> [PROBLEM DESCRIPTION]: Replace "drop" with "place" in the lines from the one with "In this exercise you will find the hillside" to the one with "[1211, 265]", and write those lines out again with nothing else changed.

(Data items)
[Begin]

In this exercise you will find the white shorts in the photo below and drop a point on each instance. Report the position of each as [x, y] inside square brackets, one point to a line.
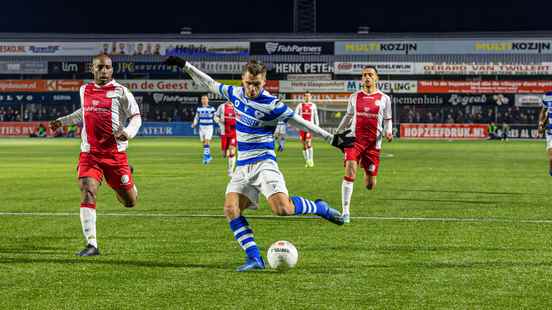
[280, 130]
[261, 177]
[205, 133]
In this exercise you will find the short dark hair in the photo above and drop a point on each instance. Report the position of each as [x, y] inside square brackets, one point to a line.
[371, 67]
[101, 55]
[254, 68]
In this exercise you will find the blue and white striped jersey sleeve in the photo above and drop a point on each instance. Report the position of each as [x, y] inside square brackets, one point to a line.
[226, 91]
[547, 100]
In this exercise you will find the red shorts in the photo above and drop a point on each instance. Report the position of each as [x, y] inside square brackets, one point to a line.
[226, 141]
[366, 155]
[305, 135]
[114, 167]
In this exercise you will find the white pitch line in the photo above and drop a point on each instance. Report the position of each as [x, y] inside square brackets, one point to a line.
[368, 218]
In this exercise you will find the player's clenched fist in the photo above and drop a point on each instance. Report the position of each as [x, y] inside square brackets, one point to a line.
[54, 125]
[175, 61]
[343, 140]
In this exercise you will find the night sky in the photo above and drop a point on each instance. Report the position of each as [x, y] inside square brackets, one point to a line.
[215, 16]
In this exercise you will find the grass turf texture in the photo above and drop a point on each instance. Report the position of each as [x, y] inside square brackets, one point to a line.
[178, 261]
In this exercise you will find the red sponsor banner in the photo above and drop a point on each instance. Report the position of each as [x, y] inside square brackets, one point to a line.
[64, 85]
[21, 129]
[321, 96]
[272, 86]
[444, 131]
[481, 87]
[23, 86]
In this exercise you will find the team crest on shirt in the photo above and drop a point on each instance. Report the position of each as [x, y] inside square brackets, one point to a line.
[259, 114]
[372, 168]
[125, 179]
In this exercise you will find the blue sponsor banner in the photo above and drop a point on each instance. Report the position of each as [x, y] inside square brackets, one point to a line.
[25, 98]
[167, 129]
[64, 98]
[124, 67]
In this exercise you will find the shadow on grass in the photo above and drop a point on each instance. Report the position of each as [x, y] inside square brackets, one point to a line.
[443, 200]
[463, 192]
[360, 248]
[115, 263]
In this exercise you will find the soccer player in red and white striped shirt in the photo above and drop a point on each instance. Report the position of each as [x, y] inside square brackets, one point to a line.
[225, 116]
[106, 106]
[369, 116]
[308, 111]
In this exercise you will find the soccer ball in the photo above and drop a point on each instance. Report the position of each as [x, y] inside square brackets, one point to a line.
[282, 255]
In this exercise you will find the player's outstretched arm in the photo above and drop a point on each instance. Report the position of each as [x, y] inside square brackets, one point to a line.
[73, 118]
[196, 74]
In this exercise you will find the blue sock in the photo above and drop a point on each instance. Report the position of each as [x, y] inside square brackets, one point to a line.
[244, 236]
[305, 206]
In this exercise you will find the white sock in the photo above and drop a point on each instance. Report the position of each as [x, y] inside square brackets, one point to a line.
[88, 222]
[346, 193]
[231, 163]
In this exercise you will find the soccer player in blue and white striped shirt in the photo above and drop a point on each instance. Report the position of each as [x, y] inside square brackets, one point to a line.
[545, 126]
[257, 114]
[204, 118]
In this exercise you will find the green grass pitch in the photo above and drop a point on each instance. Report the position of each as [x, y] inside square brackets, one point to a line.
[454, 225]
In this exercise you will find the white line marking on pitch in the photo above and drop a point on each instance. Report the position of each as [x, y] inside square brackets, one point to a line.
[369, 218]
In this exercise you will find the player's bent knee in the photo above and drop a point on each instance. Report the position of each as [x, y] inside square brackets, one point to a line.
[130, 203]
[371, 184]
[231, 211]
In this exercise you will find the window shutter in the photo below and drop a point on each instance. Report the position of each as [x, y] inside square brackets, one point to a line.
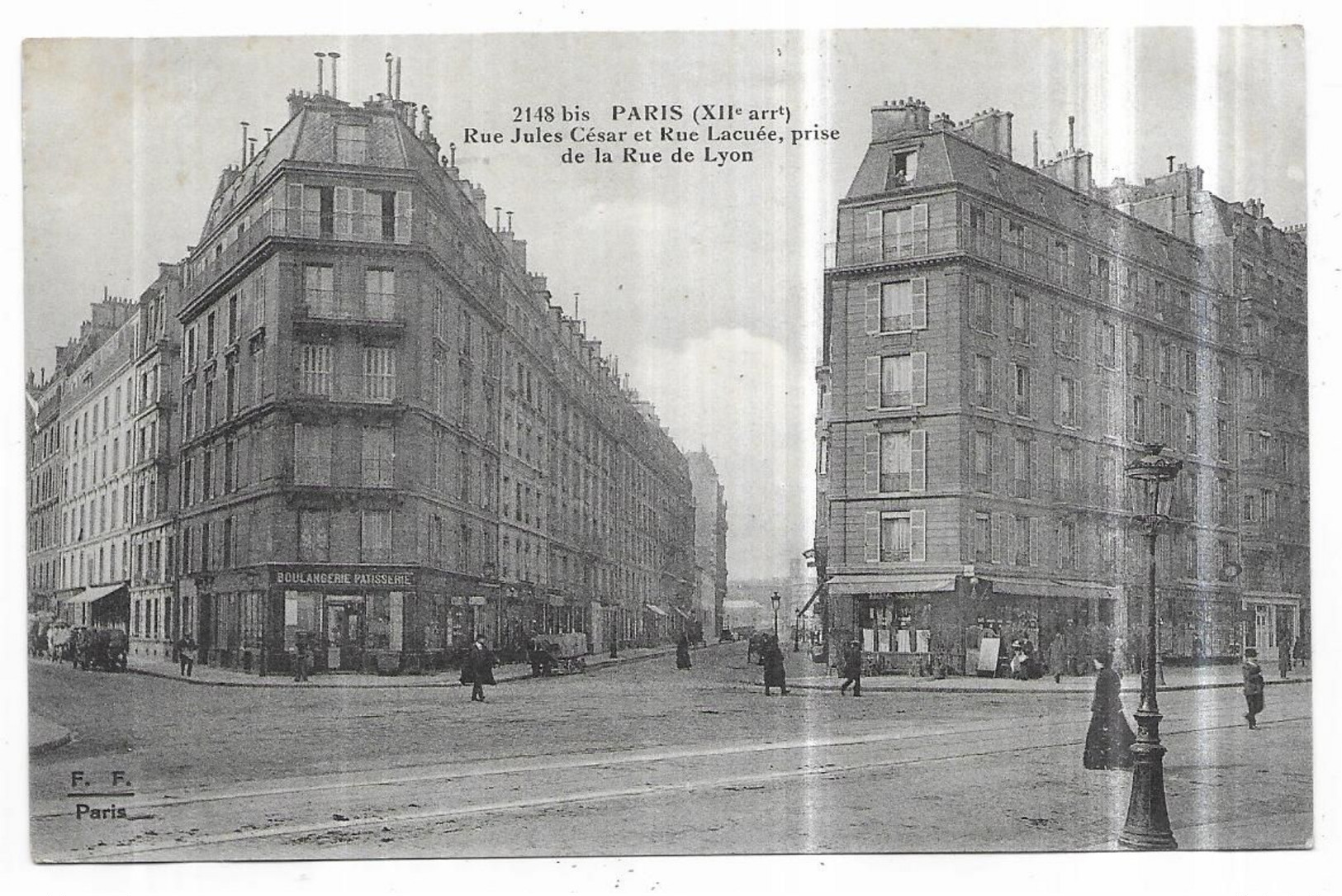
[918, 377]
[918, 459]
[998, 463]
[919, 302]
[873, 457]
[358, 208]
[1036, 475]
[404, 215]
[874, 225]
[873, 309]
[918, 534]
[343, 212]
[919, 228]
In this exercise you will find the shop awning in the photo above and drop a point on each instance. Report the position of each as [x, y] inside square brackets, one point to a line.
[1052, 588]
[94, 595]
[890, 584]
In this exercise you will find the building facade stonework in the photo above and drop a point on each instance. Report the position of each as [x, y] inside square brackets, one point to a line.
[998, 342]
[352, 416]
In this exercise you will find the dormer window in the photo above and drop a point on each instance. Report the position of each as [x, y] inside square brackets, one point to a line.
[352, 144]
[903, 168]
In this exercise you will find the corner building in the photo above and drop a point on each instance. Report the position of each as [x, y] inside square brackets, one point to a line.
[998, 341]
[391, 440]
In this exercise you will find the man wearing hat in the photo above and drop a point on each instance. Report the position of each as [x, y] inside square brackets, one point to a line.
[852, 670]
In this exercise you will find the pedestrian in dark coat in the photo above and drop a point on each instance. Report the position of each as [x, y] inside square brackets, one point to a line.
[1252, 685]
[1109, 739]
[775, 674]
[682, 653]
[478, 668]
[852, 670]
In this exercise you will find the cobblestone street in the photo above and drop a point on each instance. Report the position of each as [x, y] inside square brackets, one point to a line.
[638, 758]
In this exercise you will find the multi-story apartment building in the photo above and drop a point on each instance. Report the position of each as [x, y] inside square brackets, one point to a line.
[710, 539]
[46, 479]
[391, 440]
[156, 619]
[96, 507]
[998, 341]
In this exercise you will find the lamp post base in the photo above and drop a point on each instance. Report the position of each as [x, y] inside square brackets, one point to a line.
[1148, 824]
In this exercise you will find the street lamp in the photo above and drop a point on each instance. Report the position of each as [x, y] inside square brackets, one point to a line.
[1148, 824]
[776, 600]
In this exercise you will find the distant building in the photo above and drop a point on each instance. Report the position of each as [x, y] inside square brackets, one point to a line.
[998, 342]
[710, 539]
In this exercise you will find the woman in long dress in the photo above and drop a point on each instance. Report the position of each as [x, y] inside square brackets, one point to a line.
[1109, 738]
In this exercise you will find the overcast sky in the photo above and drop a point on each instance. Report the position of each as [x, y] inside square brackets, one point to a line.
[702, 281]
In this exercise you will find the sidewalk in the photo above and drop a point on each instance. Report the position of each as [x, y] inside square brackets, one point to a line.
[210, 675]
[1176, 679]
[45, 735]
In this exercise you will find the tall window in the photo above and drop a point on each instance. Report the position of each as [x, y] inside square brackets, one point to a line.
[897, 306]
[379, 457]
[315, 532]
[1017, 315]
[1017, 376]
[380, 294]
[1022, 467]
[906, 232]
[897, 382]
[320, 290]
[1020, 546]
[352, 144]
[1067, 545]
[983, 380]
[897, 462]
[317, 369]
[380, 373]
[311, 455]
[376, 535]
[1067, 401]
[1067, 339]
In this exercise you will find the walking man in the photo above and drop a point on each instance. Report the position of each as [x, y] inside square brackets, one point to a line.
[1252, 685]
[187, 657]
[481, 664]
[302, 657]
[852, 670]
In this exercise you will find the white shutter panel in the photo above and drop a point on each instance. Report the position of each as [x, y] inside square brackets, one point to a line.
[919, 302]
[358, 212]
[918, 534]
[343, 214]
[918, 377]
[873, 309]
[873, 460]
[404, 215]
[918, 459]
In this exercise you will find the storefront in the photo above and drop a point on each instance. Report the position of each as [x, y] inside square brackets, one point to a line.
[352, 619]
[105, 606]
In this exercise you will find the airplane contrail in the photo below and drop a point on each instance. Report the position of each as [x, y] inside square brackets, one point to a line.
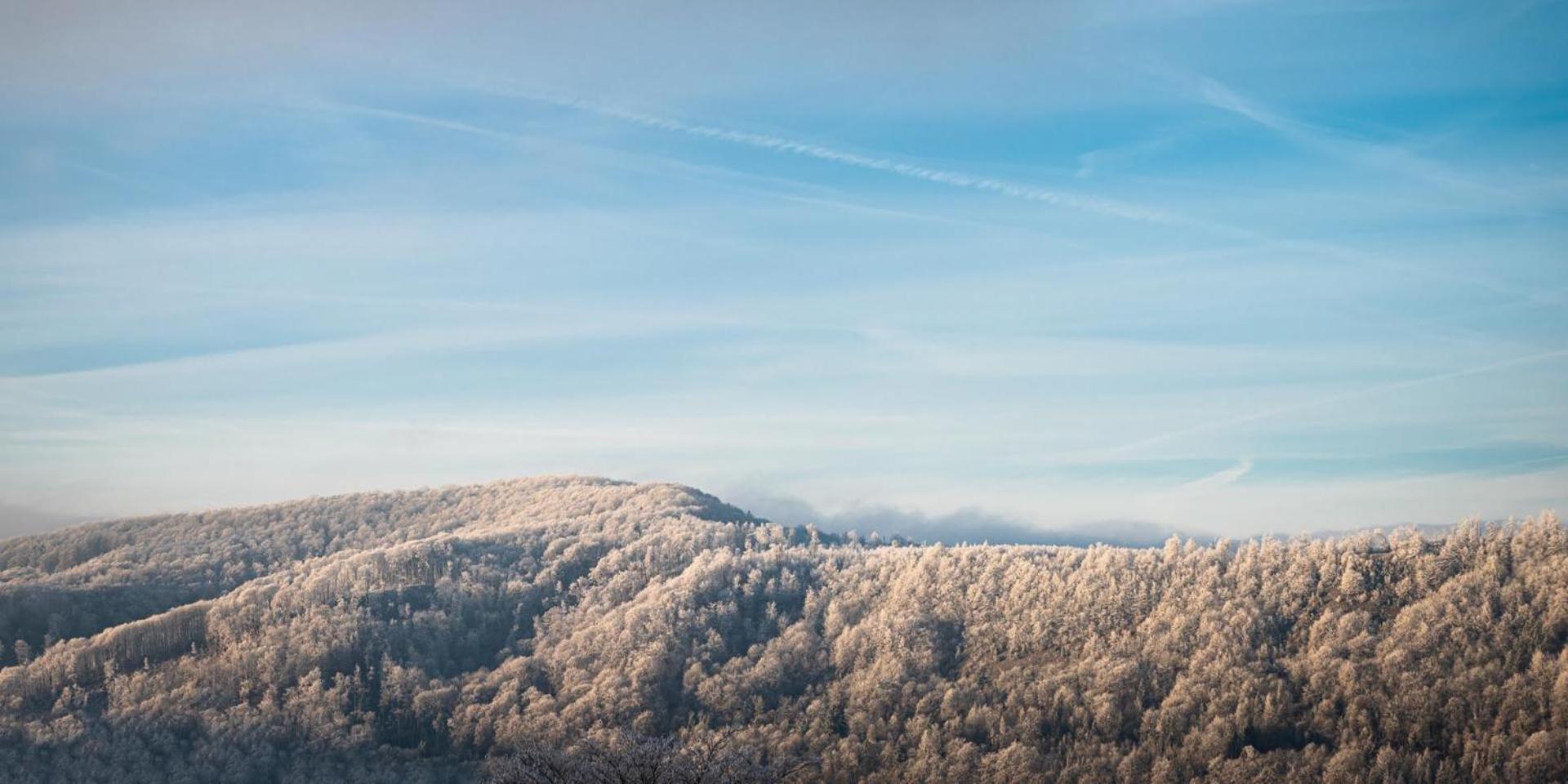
[957, 179]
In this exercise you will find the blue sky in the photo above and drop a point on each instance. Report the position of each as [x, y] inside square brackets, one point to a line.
[1227, 267]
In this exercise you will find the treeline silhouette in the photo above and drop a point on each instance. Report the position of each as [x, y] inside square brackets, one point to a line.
[574, 630]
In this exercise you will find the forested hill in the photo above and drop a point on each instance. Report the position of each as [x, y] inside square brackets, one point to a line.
[427, 635]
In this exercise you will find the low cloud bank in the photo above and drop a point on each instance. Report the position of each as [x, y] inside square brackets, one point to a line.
[961, 526]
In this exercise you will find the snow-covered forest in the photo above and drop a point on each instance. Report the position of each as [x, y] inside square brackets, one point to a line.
[514, 629]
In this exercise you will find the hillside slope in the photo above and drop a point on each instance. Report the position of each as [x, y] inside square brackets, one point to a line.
[405, 637]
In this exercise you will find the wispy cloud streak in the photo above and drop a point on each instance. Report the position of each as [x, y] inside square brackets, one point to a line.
[1355, 394]
[951, 177]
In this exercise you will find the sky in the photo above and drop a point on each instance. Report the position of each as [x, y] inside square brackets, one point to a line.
[1211, 265]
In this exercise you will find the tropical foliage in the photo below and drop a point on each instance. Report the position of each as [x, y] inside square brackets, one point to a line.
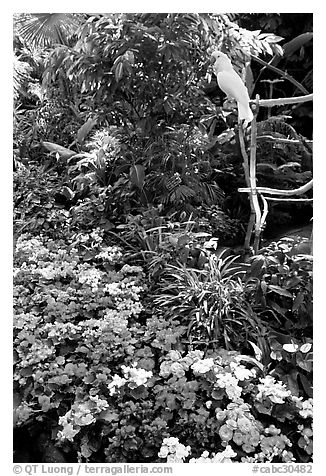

[End]

> [EXERCISE RESPONSE]:
In this exercise you will find the hillside slope in the photo above and place a point on each instance. Report the position of each as [x, y] inside square brackets, one point to a line.
[405, 637]
In this exercise you will find the wispy cloud streak in the photo above and place a point on each instance. Report the position of each as [x, y] inside square brackets, one point to a line.
[1355, 394]
[951, 177]
In this exercise you will find the sky in the photo above and place a point on each instance. Report the position of each as [x, y] inside square brackets, one point to a line.
[1211, 265]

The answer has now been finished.